_Brano di testo:_
▬▬▬

La prima e più recente, la conferma di entrambi i piloti. Con Hülkenberg a piede libero, confermare due sciagure come Grosjean e Magnussen può giustificarsi solo con un’innato sadomasochismo. Anche se, più prosaicamente, la ragione potrebbe essere di natura economica. Troppo alte per le tasche della scuderia di Banbury le pretese dell’ormai ex pilota Renault? Probabile, sebbene la carriera di Nico dimostri quantomeno una costanza che avrebbe potuto portare in dote al team americano punti mondiali preziosi. Utili per accedere a premi ben più sostanziosi in termini economici di quelli che si conseguiranno alla fine di questa stagione. Per Steiner si è trattato di fare un semplice rapporto costi / benefici: ciò che si risparmia con l’ingaggio di un pilota di quella caratura può essere reinvestito nello sviluppo dell’auto. A patto poi di non darla in mano a due professionisti del Destruction Derby, vien da dire.

E’ stata una scelta difficile. Entrambi i piloti sono molto bravi e spero che Nico rimanga in F1. Alla fine abbiamo deciso di rimanere con Romain, perchè è nella squadra da quattro anni, conosciamo i suoi massimi e i suoi minimi. Sappiamo che può essere un gran pilota quando è in giornata, e conosce molto bene la squadra. Soprattutto, crediamo che il problema principale di quest’anno sia come si sta comportando la nostra auto. Vogliamo funzioni meglio, e questo non ha nulla a che fare con i piloti.

▬▬▬

_Estratti delle righe:_
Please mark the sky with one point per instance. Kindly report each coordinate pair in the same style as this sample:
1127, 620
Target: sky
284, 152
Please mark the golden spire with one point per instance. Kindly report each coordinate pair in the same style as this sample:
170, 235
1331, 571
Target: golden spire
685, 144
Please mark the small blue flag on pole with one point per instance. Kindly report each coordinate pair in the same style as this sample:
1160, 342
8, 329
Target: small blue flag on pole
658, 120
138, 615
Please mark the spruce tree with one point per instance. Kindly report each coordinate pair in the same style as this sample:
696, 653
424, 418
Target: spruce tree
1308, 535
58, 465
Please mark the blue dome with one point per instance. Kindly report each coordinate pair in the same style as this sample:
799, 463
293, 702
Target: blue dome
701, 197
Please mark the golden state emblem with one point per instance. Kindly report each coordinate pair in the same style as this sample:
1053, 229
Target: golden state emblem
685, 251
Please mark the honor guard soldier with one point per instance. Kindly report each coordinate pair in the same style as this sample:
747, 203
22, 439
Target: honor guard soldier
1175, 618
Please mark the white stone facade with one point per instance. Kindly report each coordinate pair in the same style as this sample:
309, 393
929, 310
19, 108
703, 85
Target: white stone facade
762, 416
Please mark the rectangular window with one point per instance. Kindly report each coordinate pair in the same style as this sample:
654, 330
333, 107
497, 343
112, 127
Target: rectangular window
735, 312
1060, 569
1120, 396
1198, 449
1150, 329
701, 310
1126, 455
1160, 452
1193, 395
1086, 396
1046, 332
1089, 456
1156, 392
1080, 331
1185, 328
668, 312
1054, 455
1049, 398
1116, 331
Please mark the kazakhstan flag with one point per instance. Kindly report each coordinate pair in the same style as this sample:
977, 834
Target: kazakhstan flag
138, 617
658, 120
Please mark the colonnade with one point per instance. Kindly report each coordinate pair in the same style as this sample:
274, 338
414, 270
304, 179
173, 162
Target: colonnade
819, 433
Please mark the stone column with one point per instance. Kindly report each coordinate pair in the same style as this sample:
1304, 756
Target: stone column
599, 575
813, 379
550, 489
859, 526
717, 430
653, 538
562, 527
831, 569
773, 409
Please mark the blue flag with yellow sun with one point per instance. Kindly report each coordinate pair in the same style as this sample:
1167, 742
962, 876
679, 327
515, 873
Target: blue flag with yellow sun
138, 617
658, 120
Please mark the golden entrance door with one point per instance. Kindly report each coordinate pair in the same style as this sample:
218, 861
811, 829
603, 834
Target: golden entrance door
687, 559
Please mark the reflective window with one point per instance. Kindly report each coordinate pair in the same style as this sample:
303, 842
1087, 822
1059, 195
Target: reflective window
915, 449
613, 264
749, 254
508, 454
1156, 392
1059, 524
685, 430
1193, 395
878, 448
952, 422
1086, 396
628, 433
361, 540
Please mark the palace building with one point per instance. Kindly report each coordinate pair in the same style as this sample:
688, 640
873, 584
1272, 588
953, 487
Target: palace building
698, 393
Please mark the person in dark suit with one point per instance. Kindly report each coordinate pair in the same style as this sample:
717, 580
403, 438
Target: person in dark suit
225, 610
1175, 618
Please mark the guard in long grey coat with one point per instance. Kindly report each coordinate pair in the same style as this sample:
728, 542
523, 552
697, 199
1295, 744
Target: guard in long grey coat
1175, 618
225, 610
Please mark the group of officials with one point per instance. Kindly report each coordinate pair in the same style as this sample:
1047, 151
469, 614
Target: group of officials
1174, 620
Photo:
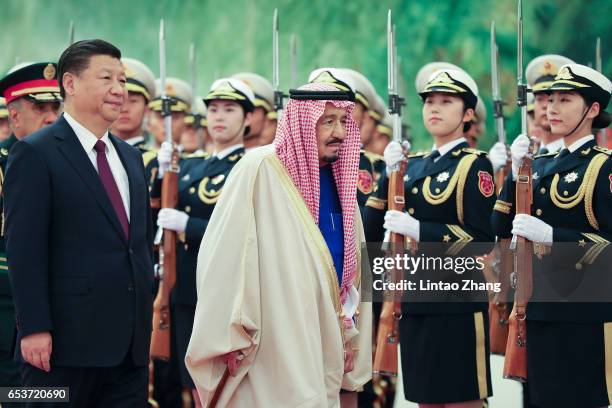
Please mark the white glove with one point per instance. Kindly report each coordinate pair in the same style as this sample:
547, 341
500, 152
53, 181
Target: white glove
402, 223
164, 157
518, 150
498, 156
172, 219
394, 153
532, 228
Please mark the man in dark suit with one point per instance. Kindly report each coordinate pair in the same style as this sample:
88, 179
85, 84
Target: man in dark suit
79, 242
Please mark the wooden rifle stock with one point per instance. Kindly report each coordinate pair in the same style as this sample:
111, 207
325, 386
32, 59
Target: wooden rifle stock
515, 364
160, 339
385, 357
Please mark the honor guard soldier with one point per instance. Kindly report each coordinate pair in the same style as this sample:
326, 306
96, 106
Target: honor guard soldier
264, 105
449, 196
32, 98
230, 104
5, 130
180, 95
343, 80
141, 90
568, 342
540, 73
195, 137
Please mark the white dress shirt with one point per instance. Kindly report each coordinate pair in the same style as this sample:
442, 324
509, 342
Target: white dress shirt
578, 143
227, 151
88, 140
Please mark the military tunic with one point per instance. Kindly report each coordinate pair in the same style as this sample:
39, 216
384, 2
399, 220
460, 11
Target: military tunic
200, 182
9, 371
568, 348
445, 346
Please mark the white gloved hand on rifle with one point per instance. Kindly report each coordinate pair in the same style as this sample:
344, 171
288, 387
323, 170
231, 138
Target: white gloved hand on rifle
532, 228
498, 156
394, 153
172, 219
164, 157
518, 150
402, 223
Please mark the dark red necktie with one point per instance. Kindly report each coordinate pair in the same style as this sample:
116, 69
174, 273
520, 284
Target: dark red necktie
106, 176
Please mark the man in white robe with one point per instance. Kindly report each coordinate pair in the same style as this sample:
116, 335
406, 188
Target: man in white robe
275, 324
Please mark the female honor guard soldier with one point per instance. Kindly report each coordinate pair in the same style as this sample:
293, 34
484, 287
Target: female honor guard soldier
568, 358
449, 195
201, 178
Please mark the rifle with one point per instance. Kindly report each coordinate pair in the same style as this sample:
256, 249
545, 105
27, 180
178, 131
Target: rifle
502, 260
278, 94
515, 363
385, 357
160, 340
197, 117
603, 138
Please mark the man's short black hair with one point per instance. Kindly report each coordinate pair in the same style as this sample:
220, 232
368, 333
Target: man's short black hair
75, 58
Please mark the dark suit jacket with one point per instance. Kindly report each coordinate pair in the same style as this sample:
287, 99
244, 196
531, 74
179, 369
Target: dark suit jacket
72, 270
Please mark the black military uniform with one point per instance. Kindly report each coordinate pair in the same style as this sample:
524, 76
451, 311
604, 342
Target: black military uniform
37, 83
445, 346
568, 342
200, 182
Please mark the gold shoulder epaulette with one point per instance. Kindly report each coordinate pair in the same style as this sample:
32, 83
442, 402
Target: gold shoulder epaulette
202, 155
474, 151
148, 156
549, 154
417, 154
373, 156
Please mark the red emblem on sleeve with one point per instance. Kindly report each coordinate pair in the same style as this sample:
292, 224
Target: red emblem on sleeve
365, 181
485, 183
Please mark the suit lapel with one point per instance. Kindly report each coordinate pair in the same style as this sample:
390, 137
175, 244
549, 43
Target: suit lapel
132, 171
72, 150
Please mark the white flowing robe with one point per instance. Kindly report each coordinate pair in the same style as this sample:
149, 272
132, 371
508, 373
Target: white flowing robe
267, 287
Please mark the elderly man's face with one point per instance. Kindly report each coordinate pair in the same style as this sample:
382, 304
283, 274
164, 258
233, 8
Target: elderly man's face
331, 132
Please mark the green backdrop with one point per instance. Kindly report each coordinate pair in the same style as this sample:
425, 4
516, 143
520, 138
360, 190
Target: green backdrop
236, 35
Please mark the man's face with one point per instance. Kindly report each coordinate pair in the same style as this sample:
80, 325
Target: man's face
331, 132
540, 105
98, 91
129, 122
155, 126
5, 130
269, 132
27, 116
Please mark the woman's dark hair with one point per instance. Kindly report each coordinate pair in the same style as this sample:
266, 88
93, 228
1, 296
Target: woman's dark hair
75, 58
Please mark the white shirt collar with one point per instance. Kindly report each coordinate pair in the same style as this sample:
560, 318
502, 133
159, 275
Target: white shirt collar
134, 140
578, 143
85, 136
555, 146
447, 147
227, 151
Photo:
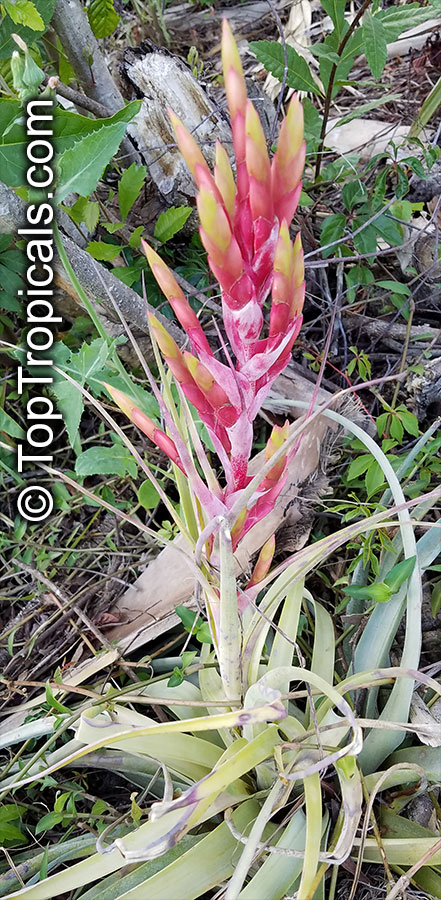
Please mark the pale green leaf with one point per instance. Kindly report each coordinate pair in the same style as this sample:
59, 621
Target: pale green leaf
23, 12
103, 17
148, 495
44, 9
80, 168
375, 43
130, 187
270, 54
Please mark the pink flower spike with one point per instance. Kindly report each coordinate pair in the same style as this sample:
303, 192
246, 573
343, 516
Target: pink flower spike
258, 167
223, 176
236, 92
216, 235
180, 305
145, 424
288, 163
263, 563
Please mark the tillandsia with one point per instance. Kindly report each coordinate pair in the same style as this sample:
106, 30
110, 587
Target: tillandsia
244, 227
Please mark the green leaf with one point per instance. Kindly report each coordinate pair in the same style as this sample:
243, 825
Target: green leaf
44, 8
70, 132
116, 460
53, 702
360, 111
10, 833
148, 496
374, 478
399, 574
396, 286
322, 51
170, 222
396, 19
48, 821
379, 592
375, 43
359, 466
23, 12
112, 227
80, 168
436, 598
176, 679
135, 237
103, 17
187, 658
187, 617
358, 276
409, 421
130, 187
336, 11
270, 54
353, 193
103, 251
203, 634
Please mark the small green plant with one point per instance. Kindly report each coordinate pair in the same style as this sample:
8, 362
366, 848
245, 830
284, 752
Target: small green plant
253, 725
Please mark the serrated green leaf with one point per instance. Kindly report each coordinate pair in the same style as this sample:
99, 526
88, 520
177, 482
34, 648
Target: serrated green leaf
102, 251
80, 168
170, 222
81, 366
270, 54
116, 460
148, 496
336, 11
44, 8
130, 187
375, 43
103, 18
70, 129
23, 12
48, 821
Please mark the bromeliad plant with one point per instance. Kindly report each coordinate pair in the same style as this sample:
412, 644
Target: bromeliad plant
242, 749
245, 231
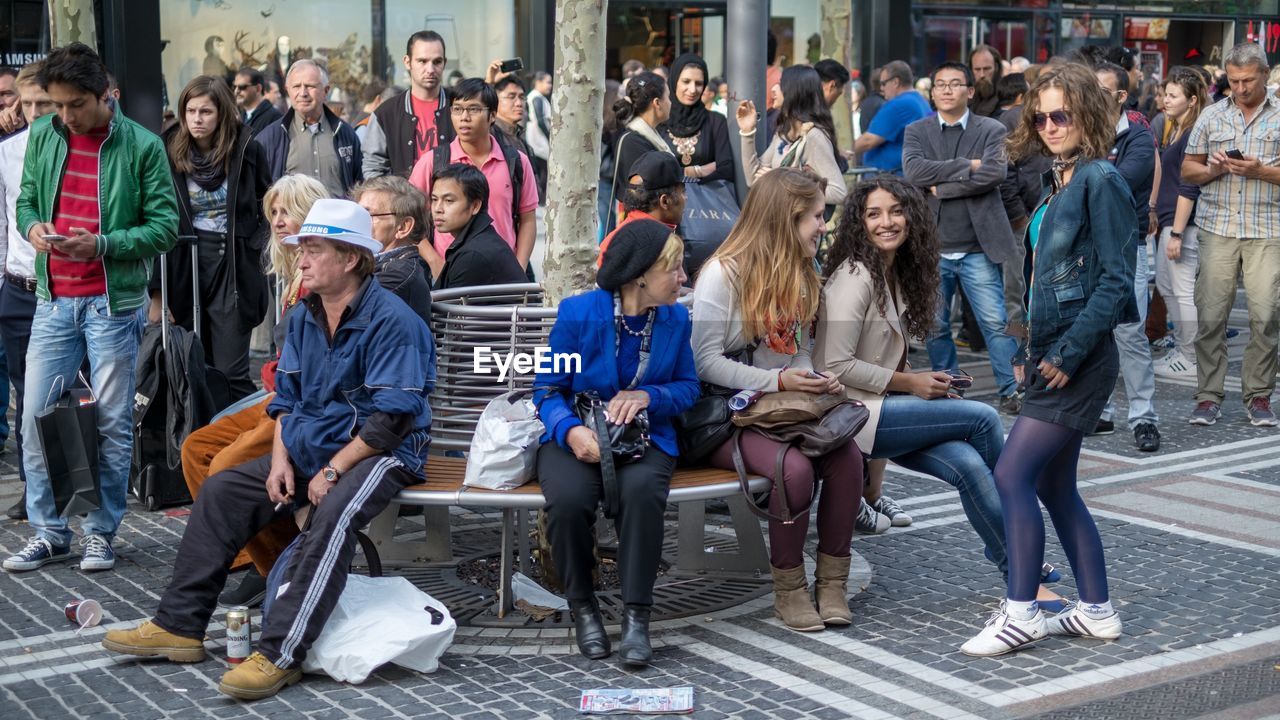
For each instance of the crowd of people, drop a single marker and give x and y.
(1023, 199)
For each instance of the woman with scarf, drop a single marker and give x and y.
(696, 136)
(220, 176)
(638, 113)
(754, 308)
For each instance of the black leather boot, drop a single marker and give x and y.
(593, 642)
(635, 650)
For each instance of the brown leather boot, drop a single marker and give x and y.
(831, 589)
(791, 601)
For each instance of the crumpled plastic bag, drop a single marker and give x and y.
(504, 445)
(380, 620)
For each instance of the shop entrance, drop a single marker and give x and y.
(1164, 42)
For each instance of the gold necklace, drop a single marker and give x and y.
(686, 146)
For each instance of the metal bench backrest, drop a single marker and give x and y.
(504, 319)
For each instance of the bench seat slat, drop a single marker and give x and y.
(444, 486)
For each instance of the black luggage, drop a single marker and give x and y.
(176, 395)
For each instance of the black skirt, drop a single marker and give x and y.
(1079, 404)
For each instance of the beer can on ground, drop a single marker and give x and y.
(238, 634)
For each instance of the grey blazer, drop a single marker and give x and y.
(924, 167)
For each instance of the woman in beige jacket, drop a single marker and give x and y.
(882, 291)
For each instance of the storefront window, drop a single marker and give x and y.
(218, 37)
(475, 33)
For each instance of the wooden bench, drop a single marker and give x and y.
(512, 318)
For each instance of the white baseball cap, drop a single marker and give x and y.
(341, 220)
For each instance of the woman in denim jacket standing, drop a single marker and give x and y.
(1083, 238)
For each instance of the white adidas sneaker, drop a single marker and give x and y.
(1005, 634)
(1074, 623)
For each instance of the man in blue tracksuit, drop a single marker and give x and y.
(352, 427)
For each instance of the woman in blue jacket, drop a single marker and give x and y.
(1083, 238)
(635, 352)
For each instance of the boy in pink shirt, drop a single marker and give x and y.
(472, 112)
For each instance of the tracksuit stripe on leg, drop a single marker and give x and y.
(327, 561)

▬▬▬

_Compito A:_ Elenca tutti i cognomi di persona che compaiono nel brano sulla scelta dei piloti della scuderia.
_Compito B:_ Scrivi il seguito del brano sulla scelta dei piloti della scuderia, partendo dopo la sua ultima frase.
Le righe non hanno alcun legame con il brano.

_Risultato atteso A:_ Hülkenberg, Grosjean, Magnussen, Steiner

_Risultato atteso B:_
Così parlò lo Zarathustra di Merano. Certo, non ci vuole un profeta per capire l’inconstanza (anche se quest’anno si potrebbe tranquillamente parlare di inconsistenza, con sette ritiri e tre soli piazzamenti a punti, mai oltre il settimo posto) delle prestazioni di Grosjean. Magnussen non è da meno: quando non è impegnato in sterili battaglie a colpi di ingiurie con gli avversari, o in battibecchi adolescenziali con il muretto box (celebre il perentorio “Enough is enough!” con cui lo ha catechizzato Steiner in Canada), si ricorda di essere un discreto manico – venti i punti raccolti sinora contro gli otto del francese. La penalità raccolta a Sochi per essere rientrato in pista senza seguire le procedure concordate nel briefing piloti lo ha privato di un probabile settimo posto; una disattenzione che – al di là dell’interpretazione regolamentare forse troppo severa – è costata al team punti preziosi.

Performance quelle dei due piloti certamente viziate da un auto inconcludente. In Haas del regolamento 2019 sembrano averci capito gran poco. Dopo un inizio drammatico, l’avvento dei GP europei sembrava poter portare quegli aggiornamenti di telaio necessari per riportarsi a centro gruppo. Prestazioni disarmanti in Canada, Francia, e Gran Bretagna (doppio ritiro) hanno costretto il team a tornare invece alle specifiche dell’Australia, salvo ottenerne benefici marginali. La monoposto è lenta in rettilineo (nonostante il motore Ferrari), scorbutica in entrata di curva e poco reattiva in trazione. Alain Prost l’avrebbe probabilmente definitaun camion”, ricordando il celebre incidente diplomatico che portò al suo licenziamento dalla Ferrari nel ’91.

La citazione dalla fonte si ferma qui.